-- BEGIN RECORD EXTRACTS --
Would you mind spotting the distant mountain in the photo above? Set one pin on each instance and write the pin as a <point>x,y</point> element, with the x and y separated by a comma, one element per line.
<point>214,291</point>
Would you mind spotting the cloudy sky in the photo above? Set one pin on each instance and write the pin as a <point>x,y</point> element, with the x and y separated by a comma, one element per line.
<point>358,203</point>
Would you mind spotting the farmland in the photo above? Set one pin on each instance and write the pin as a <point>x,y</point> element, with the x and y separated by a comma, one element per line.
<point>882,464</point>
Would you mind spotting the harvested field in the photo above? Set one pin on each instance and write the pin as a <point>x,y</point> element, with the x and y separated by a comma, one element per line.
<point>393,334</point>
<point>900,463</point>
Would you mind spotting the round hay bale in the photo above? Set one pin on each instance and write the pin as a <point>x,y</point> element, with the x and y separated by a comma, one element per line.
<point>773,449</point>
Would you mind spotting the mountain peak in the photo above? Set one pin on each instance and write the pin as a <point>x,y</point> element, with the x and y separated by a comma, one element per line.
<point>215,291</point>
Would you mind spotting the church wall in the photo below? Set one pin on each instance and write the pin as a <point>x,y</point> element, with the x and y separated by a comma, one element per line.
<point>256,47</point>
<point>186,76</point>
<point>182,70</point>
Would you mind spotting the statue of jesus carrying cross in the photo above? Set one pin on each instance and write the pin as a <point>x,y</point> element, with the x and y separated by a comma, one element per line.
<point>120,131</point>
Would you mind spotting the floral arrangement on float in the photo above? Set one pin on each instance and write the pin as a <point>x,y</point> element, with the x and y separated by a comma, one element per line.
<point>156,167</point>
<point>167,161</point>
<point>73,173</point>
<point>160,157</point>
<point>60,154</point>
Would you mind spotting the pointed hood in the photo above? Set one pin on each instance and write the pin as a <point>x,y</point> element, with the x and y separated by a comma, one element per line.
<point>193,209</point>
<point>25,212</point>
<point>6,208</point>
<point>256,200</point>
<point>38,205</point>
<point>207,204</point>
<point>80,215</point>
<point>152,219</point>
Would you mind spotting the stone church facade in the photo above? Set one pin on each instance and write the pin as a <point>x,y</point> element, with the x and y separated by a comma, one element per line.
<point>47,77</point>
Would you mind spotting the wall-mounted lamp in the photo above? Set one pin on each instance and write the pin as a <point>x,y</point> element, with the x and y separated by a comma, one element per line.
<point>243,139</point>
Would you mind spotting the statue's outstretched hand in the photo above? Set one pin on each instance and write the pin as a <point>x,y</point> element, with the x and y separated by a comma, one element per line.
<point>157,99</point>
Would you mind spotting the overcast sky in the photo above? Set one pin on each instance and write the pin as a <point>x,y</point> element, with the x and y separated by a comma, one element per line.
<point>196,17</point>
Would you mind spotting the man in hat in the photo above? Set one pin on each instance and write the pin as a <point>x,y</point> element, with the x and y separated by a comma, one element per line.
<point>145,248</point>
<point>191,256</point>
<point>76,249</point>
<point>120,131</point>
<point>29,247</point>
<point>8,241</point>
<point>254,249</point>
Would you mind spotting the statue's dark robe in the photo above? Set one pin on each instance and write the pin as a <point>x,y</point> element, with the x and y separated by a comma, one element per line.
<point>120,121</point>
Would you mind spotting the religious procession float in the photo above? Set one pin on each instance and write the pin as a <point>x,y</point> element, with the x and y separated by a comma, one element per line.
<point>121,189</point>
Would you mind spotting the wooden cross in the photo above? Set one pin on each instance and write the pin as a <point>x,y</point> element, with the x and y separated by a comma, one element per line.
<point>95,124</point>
-- END RECORD EXTRACTS --
-- BEGIN RECORD EXTRACTS --
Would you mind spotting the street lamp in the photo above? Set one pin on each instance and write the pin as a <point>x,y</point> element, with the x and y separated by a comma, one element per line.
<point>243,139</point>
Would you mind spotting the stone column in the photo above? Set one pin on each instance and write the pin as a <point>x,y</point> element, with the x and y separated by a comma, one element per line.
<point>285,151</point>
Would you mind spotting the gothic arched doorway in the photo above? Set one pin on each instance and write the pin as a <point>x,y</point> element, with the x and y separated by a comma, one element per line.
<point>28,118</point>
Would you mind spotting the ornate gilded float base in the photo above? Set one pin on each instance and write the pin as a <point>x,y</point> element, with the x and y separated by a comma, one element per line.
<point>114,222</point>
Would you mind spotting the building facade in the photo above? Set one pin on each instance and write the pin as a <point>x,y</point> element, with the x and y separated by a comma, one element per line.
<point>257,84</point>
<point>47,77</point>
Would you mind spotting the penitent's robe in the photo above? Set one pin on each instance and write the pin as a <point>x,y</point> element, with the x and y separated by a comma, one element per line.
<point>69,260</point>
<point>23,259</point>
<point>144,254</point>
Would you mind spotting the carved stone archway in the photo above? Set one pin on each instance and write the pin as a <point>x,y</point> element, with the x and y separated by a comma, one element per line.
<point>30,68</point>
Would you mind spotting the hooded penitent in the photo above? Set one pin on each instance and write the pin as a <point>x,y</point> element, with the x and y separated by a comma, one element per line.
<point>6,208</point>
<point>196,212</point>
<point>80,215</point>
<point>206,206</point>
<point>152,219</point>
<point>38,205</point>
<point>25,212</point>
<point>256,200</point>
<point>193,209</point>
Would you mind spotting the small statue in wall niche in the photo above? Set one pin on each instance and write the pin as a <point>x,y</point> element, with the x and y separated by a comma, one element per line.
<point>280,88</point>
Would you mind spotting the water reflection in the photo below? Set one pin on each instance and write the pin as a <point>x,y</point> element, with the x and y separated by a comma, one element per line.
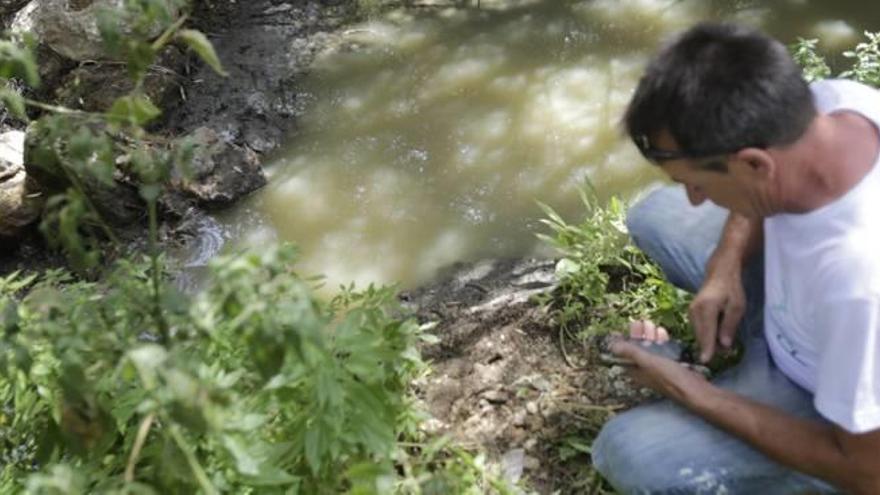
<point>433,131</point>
-- END RECORD EXTRACTS --
* _REQUIRED WORK_: Please copy out the listing, word for word, starting with the line that contains "Would you mind spotting the mountain" and going on through the line that contains "<point>215,291</point>", with both of those lines included.

* _TASK ANSWER_:
Would you mind spotting the mountain peak in the photo above? Set one pin on each instance and write the pin as a <point>x,y</point> element, with the x and y separated by a comma, one element per line.
<point>215,291</point>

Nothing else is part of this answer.